02 april 2019, La Madeleine (Brussel)
Wanneer je een groep/muzikant voor een derde maal in 4 maand de tijd live aan het werk ziet, dan zou je als 'fan' kunnen bestempeld worden. Bestaat die band echter uit twee immens talentrijke en aantrekkelijke dames én zitten er verplaatsingen naar Keulen en Amsterdam tussen, dan steekt de term 'stalker' voorzichtig de kop op, niet?
Megan en Rebecca van Larkin Poe hebben er net een succesvolle EU/UK club tour op zitten: 20 van de 22 shows waren uitverkocht. Eén van de (net) niet uitverkochte avonden was deze in....La Madeleine (Brussel). En toch was het een enorm succes gezien er zomaar even een kleine 500 fans kwamen opdagen, wat evenveel was als in een uitverkochte Luxor (Keulen) en méér dan in een uitverkochte Bitterzoet (Amsterdam). Proficiat dames, zoiets flikken in België is erg straf! De tevredenheid over deze turnout kon je dan ook duidelijk van de gezichten aflezen en als dank werd het publiek beloond met - nog maar eens - een schitterend optreden.
# # #
_Opdracht 1_. Hoeveel van de 22 shows van de EU/UK club tour waren volgens het concertverslag uitverkocht?
_Opdracht 2_. Haal uit het concertverslag letterlijk de passage van "Wanneer je een" tot en met "kop op, niet?".

_Recordfragmenten_.
# # #
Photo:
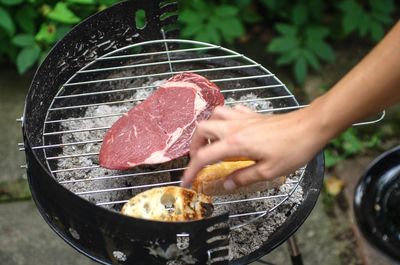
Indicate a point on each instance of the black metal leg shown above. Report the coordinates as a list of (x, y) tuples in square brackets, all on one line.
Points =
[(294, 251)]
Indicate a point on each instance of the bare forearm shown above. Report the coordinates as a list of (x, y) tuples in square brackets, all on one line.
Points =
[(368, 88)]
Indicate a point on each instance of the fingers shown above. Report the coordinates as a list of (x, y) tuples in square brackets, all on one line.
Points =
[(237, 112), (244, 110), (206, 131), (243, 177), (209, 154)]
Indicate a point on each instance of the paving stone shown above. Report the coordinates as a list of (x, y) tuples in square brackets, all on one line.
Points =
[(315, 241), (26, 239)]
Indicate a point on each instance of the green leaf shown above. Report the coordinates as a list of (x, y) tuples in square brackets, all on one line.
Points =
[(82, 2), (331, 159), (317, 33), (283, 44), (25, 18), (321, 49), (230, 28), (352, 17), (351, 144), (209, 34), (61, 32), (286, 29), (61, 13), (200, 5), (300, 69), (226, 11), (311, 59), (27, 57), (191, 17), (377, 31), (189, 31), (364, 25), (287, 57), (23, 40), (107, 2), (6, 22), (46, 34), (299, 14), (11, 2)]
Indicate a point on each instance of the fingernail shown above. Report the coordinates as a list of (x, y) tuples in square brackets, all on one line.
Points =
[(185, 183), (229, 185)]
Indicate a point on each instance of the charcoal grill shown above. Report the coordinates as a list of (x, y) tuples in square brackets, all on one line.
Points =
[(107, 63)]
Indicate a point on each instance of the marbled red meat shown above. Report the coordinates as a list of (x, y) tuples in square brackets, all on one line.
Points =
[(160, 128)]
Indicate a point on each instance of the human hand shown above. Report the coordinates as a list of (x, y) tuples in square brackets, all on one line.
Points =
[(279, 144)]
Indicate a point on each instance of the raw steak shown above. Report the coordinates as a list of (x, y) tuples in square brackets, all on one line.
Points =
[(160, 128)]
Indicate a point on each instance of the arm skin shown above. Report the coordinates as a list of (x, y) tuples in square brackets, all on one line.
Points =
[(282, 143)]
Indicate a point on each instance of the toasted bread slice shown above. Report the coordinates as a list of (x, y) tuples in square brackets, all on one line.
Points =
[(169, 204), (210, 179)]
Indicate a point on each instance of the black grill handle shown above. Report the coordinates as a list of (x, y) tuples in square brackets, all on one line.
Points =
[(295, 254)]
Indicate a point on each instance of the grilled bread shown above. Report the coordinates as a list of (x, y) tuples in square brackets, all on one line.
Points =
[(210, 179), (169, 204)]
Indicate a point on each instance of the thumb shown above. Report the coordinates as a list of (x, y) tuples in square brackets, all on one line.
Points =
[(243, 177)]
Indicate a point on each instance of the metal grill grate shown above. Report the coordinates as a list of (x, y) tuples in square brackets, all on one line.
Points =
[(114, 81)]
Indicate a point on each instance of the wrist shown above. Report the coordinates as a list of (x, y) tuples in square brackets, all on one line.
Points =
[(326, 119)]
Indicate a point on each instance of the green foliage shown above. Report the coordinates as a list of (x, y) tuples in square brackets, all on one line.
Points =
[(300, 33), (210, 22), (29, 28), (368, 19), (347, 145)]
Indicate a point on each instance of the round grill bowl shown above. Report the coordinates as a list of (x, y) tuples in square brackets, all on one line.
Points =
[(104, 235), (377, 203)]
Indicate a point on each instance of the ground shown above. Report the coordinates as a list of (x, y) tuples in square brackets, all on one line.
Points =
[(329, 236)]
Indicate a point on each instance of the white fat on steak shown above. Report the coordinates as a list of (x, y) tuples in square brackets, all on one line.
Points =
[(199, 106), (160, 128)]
# # #
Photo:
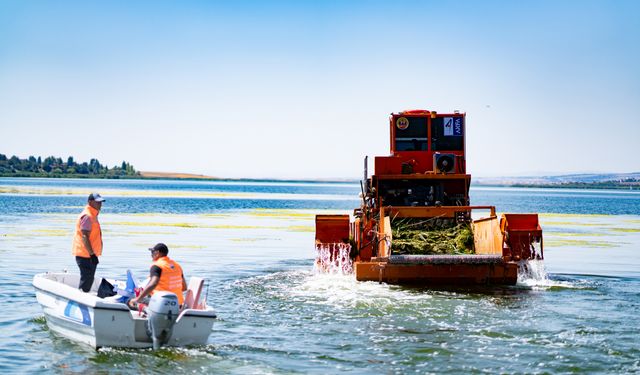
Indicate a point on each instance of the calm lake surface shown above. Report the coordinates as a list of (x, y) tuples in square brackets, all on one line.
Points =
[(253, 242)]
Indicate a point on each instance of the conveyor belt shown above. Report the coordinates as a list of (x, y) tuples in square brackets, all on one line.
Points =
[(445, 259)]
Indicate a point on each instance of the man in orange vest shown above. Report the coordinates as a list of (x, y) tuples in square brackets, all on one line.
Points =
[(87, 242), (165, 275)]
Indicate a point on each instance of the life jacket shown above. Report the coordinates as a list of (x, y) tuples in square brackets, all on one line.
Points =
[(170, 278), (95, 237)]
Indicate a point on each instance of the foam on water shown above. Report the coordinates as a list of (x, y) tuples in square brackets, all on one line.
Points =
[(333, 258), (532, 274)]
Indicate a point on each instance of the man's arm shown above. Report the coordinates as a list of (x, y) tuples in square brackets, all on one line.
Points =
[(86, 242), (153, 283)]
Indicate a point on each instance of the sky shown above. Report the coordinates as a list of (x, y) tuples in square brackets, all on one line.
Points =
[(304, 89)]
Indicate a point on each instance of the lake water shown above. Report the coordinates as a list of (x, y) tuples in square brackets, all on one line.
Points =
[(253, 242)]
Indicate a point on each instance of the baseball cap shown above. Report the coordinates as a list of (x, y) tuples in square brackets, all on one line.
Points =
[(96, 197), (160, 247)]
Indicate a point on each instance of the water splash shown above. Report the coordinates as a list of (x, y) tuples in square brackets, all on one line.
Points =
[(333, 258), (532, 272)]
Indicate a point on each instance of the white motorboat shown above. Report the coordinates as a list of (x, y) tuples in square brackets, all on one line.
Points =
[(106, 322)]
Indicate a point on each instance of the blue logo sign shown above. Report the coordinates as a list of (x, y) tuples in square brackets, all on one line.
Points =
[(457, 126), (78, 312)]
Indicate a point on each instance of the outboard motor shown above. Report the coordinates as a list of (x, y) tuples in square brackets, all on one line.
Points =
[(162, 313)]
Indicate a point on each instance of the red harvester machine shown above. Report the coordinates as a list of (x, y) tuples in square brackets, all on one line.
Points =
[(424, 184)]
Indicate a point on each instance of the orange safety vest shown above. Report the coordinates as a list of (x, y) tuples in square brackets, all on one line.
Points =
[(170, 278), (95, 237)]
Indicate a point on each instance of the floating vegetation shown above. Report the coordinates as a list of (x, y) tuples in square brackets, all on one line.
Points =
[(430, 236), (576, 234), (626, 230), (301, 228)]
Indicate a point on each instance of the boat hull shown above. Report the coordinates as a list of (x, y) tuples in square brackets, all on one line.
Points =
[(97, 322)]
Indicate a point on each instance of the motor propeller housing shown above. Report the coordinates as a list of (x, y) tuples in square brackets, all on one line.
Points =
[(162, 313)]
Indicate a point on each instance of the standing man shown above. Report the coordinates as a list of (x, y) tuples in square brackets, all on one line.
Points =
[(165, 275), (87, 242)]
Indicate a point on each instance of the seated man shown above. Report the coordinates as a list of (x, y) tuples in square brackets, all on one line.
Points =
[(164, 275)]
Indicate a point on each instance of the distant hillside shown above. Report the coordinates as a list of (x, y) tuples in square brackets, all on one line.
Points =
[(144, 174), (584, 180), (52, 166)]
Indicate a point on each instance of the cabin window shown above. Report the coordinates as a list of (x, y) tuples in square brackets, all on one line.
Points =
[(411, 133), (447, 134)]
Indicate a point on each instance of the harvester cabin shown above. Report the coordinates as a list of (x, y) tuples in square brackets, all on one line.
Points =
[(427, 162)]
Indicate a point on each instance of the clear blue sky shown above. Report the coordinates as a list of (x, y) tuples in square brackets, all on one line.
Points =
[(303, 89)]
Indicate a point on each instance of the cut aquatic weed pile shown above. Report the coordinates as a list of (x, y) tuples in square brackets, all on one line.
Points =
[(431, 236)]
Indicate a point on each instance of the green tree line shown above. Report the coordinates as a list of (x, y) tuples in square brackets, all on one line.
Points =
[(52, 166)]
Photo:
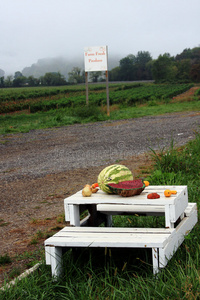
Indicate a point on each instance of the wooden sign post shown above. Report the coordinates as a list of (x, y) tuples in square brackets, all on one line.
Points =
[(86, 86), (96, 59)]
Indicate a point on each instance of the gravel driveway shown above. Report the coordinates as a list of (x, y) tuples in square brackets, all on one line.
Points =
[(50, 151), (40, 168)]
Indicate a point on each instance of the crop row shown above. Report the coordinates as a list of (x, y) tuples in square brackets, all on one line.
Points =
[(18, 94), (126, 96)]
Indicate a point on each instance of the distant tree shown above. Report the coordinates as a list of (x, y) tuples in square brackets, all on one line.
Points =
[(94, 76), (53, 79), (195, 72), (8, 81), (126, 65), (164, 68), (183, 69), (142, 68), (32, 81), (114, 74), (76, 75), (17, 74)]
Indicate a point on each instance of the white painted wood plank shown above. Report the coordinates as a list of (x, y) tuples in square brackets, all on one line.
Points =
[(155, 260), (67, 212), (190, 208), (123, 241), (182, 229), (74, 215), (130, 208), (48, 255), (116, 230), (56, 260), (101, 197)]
# # #
_Antwoord 1_. 20 van de 22 shows waren uitverkocht.

_Antwoord 2_.
Wanneer je een groep/muzikant voor een derde maal in 4 maand de tijd live aan het werk ziet, dan zou je als 'fan' kunnen bestempeld worden. Bestaat die band echter uit twee immens talentrijke en aantrekkelijke dames én zitten er verplaatsingen naar Keulen en Amsterdam tussen, dan steekt de term 'stalker' voorzichtig de kop op, niet?